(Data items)
*-*-*

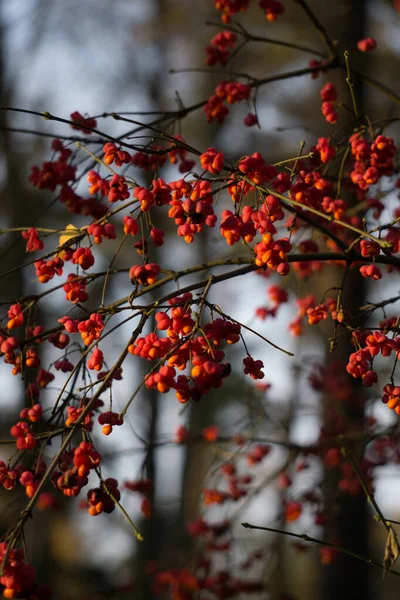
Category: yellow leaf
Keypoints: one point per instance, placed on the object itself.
(392, 551)
(68, 236)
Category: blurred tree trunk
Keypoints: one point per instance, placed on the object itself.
(347, 578)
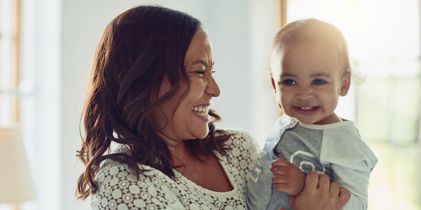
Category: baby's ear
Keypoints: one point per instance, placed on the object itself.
(346, 83)
(273, 83)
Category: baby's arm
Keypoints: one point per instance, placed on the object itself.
(287, 177)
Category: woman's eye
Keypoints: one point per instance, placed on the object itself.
(319, 82)
(289, 82)
(200, 73)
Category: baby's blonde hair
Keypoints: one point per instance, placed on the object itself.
(312, 31)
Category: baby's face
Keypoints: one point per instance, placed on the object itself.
(308, 81)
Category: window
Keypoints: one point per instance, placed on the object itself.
(9, 62)
(384, 43)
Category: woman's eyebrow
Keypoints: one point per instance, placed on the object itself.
(203, 62)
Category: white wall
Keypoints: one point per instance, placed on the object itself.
(63, 38)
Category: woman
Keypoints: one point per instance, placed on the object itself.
(150, 94)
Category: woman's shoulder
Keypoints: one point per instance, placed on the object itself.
(242, 145)
(120, 187)
(238, 137)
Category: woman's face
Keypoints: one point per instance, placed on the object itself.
(191, 116)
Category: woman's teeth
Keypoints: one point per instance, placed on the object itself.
(201, 110)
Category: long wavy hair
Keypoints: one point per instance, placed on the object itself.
(137, 50)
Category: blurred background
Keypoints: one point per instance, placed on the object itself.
(46, 49)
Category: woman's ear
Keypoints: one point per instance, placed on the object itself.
(346, 83)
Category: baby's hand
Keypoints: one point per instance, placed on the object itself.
(287, 177)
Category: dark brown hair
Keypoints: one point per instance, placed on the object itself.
(137, 50)
(313, 31)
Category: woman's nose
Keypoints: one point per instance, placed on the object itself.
(213, 88)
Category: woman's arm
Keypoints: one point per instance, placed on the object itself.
(320, 194)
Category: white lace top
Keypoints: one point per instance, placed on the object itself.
(119, 188)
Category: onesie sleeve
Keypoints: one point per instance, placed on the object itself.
(351, 161)
(120, 189)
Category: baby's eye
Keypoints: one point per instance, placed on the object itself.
(319, 82)
(288, 82)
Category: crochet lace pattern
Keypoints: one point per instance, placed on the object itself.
(120, 189)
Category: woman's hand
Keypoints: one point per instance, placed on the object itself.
(320, 194)
(287, 177)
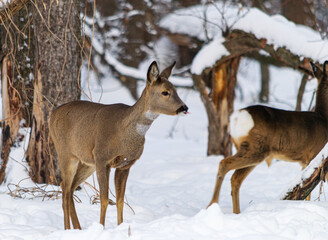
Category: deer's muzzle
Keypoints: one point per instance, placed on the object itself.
(183, 109)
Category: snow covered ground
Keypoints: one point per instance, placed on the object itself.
(170, 186)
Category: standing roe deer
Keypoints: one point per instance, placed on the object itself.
(263, 133)
(92, 137)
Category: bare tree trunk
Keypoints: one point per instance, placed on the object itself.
(11, 113)
(219, 104)
(15, 39)
(57, 68)
(301, 92)
(265, 83)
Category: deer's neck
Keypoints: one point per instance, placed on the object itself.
(322, 99)
(142, 116)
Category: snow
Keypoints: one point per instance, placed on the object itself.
(277, 30)
(309, 170)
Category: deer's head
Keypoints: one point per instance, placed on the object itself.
(162, 95)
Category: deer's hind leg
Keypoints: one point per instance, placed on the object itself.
(82, 173)
(68, 169)
(242, 159)
(236, 180)
(103, 171)
(121, 176)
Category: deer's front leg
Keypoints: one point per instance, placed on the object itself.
(121, 176)
(103, 171)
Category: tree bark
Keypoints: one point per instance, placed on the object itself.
(57, 69)
(265, 83)
(218, 104)
(11, 113)
(17, 46)
(301, 92)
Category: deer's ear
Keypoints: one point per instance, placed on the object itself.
(317, 71)
(153, 73)
(167, 71)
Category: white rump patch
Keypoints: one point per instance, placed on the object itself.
(142, 129)
(151, 115)
(241, 122)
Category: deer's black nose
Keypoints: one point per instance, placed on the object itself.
(183, 109)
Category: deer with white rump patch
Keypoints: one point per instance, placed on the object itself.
(92, 137)
(263, 133)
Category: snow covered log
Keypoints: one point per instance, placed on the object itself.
(309, 178)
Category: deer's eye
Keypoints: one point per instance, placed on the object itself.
(165, 93)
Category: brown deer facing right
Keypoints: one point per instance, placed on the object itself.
(92, 137)
(263, 133)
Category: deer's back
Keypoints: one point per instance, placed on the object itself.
(287, 135)
(77, 127)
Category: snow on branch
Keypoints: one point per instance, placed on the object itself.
(10, 9)
(139, 74)
(309, 178)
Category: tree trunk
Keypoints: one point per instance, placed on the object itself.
(57, 68)
(301, 190)
(11, 113)
(265, 83)
(219, 104)
(301, 92)
(17, 46)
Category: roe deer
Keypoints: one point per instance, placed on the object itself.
(92, 137)
(263, 133)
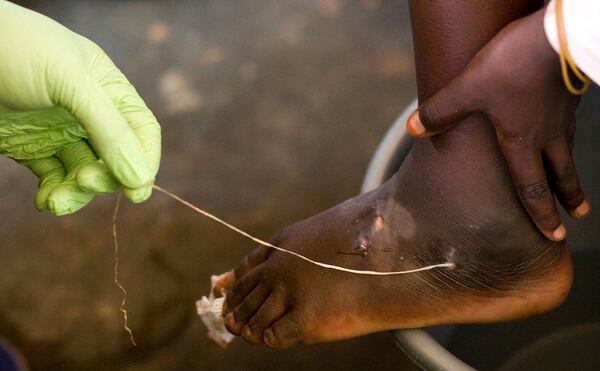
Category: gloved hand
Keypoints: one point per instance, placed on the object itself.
(516, 81)
(70, 115)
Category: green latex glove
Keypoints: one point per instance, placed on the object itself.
(70, 115)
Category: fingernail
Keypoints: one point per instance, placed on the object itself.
(269, 338)
(246, 332)
(582, 210)
(559, 233)
(415, 127)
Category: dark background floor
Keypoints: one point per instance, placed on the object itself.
(270, 112)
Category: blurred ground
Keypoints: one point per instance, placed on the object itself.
(270, 111)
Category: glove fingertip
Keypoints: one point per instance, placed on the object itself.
(67, 199)
(96, 178)
(138, 195)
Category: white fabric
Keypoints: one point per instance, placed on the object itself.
(582, 27)
(210, 310)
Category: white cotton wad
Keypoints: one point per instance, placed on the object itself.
(210, 311)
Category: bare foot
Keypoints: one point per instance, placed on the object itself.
(460, 211)
(452, 199)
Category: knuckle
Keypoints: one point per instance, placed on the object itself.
(566, 174)
(574, 198)
(429, 115)
(551, 219)
(535, 191)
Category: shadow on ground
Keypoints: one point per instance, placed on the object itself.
(270, 113)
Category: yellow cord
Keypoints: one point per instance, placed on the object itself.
(566, 60)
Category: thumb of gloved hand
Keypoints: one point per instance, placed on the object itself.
(45, 67)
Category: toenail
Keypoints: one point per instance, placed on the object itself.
(415, 126)
(269, 338)
(559, 233)
(229, 319)
(582, 210)
(246, 332)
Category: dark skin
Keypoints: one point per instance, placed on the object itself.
(463, 209)
(515, 80)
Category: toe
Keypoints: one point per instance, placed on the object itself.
(284, 333)
(272, 309)
(252, 260)
(237, 319)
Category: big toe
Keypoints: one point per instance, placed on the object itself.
(272, 309)
(241, 313)
(285, 332)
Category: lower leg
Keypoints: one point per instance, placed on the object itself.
(451, 200)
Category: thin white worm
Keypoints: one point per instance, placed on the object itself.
(449, 265)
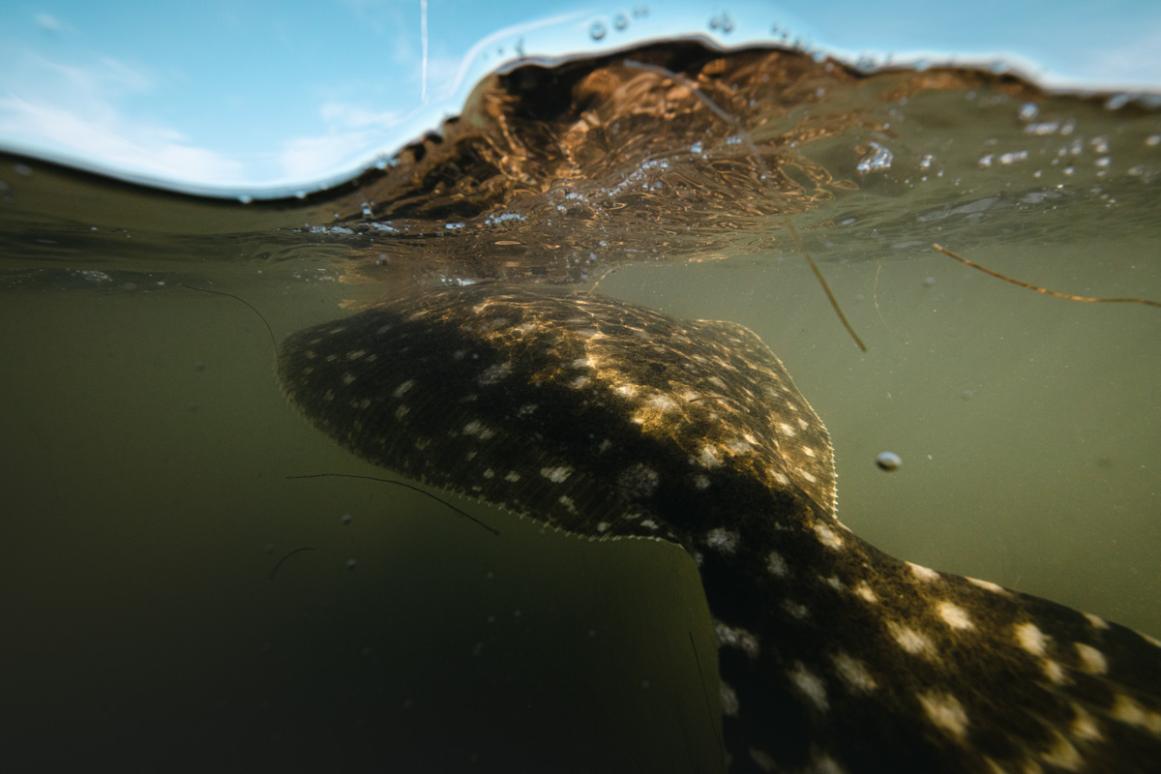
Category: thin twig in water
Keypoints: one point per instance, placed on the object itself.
(404, 485)
(705, 696)
(1043, 291)
(736, 123)
(282, 561)
(269, 331)
(874, 296)
(826, 288)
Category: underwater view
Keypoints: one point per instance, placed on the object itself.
(668, 407)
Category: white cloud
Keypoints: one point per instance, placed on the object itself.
(1133, 62)
(64, 110)
(48, 22)
(103, 137)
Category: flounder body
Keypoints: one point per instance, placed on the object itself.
(612, 421)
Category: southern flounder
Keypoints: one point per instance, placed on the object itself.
(611, 421)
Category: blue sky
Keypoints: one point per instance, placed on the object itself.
(224, 95)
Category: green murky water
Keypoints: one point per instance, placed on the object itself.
(146, 443)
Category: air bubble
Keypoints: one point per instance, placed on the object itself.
(888, 461)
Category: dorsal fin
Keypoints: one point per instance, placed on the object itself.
(606, 419)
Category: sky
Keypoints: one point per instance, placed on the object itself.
(268, 98)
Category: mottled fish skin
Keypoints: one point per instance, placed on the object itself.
(610, 420)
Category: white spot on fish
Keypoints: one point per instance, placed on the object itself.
(557, 475)
(723, 540)
(987, 585)
(954, 616)
(728, 699)
(495, 374)
(662, 403)
(853, 673)
(795, 609)
(1030, 638)
(925, 574)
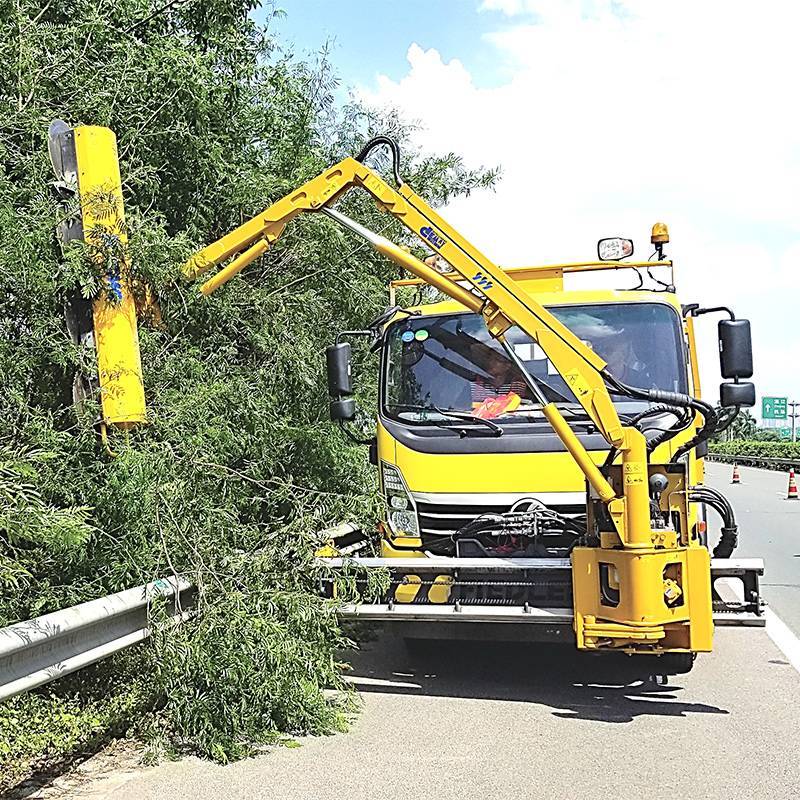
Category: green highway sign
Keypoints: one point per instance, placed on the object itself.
(773, 408)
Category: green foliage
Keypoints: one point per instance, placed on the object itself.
(45, 729)
(763, 449)
(238, 466)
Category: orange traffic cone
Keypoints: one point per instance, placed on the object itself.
(791, 494)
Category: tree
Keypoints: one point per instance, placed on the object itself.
(238, 466)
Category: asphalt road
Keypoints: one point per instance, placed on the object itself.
(492, 721)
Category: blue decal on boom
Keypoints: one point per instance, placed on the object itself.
(430, 236)
(482, 281)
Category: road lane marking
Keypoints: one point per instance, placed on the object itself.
(783, 636)
(358, 680)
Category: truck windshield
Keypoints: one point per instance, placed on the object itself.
(451, 363)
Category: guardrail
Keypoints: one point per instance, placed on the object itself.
(41, 650)
(756, 461)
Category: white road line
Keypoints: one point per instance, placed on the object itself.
(784, 638)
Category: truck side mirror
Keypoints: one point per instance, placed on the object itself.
(737, 394)
(735, 349)
(337, 358)
(340, 386)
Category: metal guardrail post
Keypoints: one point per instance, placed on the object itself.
(41, 650)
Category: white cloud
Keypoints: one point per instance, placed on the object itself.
(619, 114)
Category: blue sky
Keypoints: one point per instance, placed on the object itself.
(605, 116)
(373, 37)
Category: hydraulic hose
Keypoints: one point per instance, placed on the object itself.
(708, 412)
(392, 145)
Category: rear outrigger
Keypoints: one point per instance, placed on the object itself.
(540, 450)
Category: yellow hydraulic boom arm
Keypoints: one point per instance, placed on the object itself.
(645, 565)
(494, 295)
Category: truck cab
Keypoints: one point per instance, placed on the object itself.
(439, 472)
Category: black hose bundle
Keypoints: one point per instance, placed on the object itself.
(729, 537)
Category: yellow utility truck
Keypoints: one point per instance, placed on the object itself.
(540, 450)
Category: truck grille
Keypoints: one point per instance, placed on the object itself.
(439, 519)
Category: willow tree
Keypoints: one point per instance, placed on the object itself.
(237, 466)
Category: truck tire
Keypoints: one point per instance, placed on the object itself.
(419, 649)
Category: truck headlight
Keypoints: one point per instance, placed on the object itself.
(402, 513)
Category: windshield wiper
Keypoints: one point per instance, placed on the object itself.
(453, 414)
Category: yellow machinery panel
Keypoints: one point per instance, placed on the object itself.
(116, 336)
(625, 598)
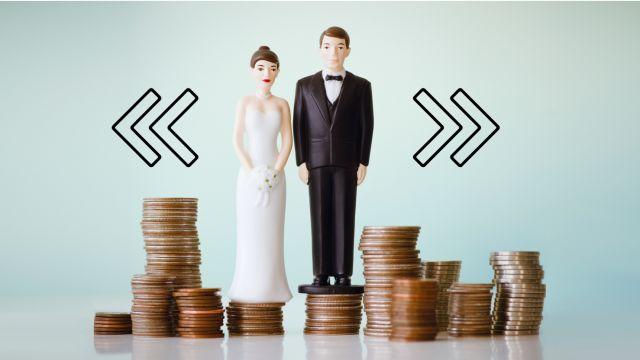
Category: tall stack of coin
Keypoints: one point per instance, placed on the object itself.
(200, 313)
(470, 309)
(333, 314)
(447, 273)
(254, 319)
(171, 239)
(520, 293)
(388, 252)
(110, 323)
(151, 313)
(414, 310)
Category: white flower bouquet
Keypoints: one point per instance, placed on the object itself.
(266, 179)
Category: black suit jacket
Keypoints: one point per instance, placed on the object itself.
(345, 141)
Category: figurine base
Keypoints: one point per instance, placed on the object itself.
(330, 289)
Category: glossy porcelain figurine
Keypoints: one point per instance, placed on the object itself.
(332, 127)
(261, 188)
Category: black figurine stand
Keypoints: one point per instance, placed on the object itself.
(330, 289)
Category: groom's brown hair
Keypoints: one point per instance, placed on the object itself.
(337, 32)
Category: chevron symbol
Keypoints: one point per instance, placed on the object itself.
(441, 138)
(165, 134)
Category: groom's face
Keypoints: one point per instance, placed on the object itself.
(334, 51)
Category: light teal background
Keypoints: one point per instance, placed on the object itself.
(561, 176)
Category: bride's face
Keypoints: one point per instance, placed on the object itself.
(265, 73)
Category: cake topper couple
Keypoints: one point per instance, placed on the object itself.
(332, 132)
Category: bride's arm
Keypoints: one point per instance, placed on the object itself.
(238, 137)
(285, 134)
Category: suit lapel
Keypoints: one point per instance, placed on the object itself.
(346, 92)
(320, 95)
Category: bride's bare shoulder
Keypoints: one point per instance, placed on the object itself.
(281, 102)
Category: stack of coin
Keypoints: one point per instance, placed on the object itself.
(200, 313)
(470, 309)
(249, 319)
(447, 273)
(414, 310)
(109, 323)
(388, 252)
(171, 239)
(520, 293)
(151, 313)
(333, 314)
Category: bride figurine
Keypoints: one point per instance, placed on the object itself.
(261, 188)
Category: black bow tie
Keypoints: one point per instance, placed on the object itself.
(333, 77)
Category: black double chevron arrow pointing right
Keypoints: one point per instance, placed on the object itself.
(465, 103)
(174, 111)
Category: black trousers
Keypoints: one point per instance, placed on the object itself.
(332, 197)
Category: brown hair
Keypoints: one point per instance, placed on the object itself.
(337, 32)
(264, 53)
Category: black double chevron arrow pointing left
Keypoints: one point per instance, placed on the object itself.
(151, 98)
(466, 104)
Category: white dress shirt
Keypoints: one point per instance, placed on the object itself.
(333, 86)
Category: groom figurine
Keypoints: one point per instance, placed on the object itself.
(332, 129)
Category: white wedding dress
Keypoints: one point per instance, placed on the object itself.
(259, 272)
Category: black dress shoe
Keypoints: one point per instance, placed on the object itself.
(320, 281)
(343, 281)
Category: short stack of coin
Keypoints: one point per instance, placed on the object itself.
(200, 313)
(110, 323)
(413, 310)
(470, 309)
(254, 319)
(171, 239)
(151, 313)
(388, 253)
(333, 314)
(520, 293)
(447, 273)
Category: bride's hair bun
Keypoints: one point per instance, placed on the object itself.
(264, 53)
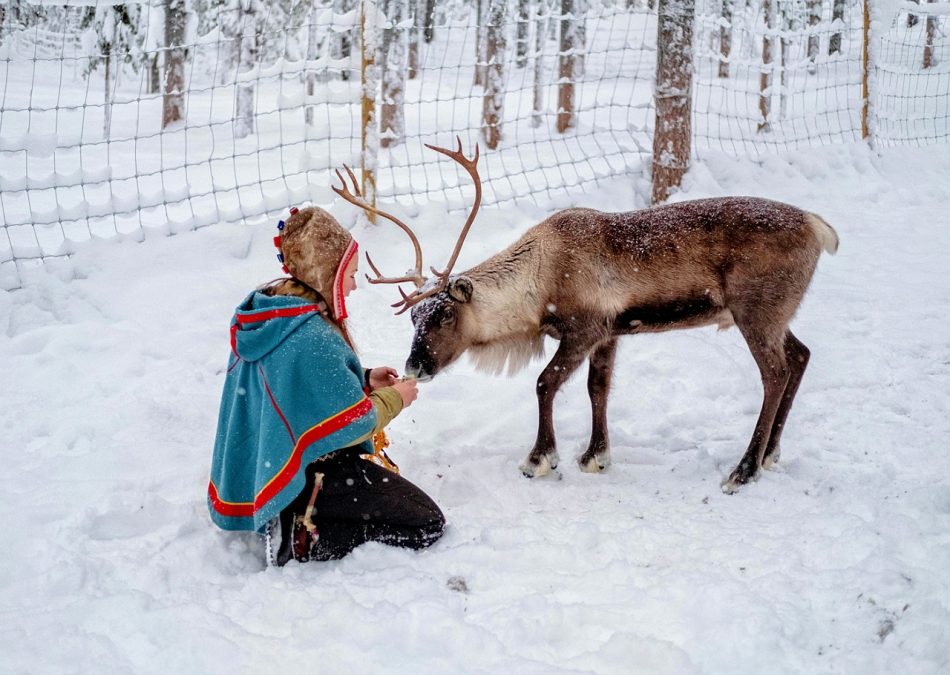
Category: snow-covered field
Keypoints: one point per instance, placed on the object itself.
(835, 562)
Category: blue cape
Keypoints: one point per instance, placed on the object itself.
(293, 393)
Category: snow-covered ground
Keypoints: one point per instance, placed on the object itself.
(837, 561)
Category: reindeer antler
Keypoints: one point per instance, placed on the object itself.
(357, 200)
(418, 279)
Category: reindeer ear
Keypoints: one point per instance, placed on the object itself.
(460, 289)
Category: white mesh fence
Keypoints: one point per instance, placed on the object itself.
(270, 101)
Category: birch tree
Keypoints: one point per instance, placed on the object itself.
(521, 33)
(725, 38)
(837, 16)
(930, 32)
(542, 16)
(392, 67)
(569, 66)
(113, 40)
(674, 68)
(494, 99)
(173, 97)
(768, 56)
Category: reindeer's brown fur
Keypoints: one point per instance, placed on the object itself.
(586, 277)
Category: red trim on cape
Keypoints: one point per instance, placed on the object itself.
(256, 317)
(292, 466)
(339, 302)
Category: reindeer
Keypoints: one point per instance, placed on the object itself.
(585, 278)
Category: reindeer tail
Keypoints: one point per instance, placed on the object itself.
(825, 233)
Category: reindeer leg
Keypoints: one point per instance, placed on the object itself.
(570, 353)
(769, 355)
(597, 456)
(796, 355)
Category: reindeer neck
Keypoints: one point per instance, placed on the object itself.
(506, 291)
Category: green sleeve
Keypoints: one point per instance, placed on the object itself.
(388, 404)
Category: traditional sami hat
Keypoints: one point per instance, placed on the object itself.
(316, 249)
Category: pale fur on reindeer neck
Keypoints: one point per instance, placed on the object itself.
(505, 310)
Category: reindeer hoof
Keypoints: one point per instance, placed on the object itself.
(738, 477)
(543, 467)
(595, 464)
(771, 460)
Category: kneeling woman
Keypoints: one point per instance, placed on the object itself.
(294, 456)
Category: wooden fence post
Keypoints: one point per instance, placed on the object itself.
(672, 135)
(369, 78)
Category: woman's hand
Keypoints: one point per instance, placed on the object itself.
(408, 389)
(382, 377)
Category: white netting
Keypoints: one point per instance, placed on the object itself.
(269, 97)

*-*-*

INSTRUCTIONS FOR THE TASK. Rescale the part that opens with the line containing "Category: white netting" and continues through the end of the items. Give every line of it again unchanged, except multiply each coordinate in the answers by 1.95 and round to whole numbers, with halves rounded up.

WRITTEN SOLUTION.
Category: white netting
Keypoints: one point per instance, placed on the object itself.
(525, 189)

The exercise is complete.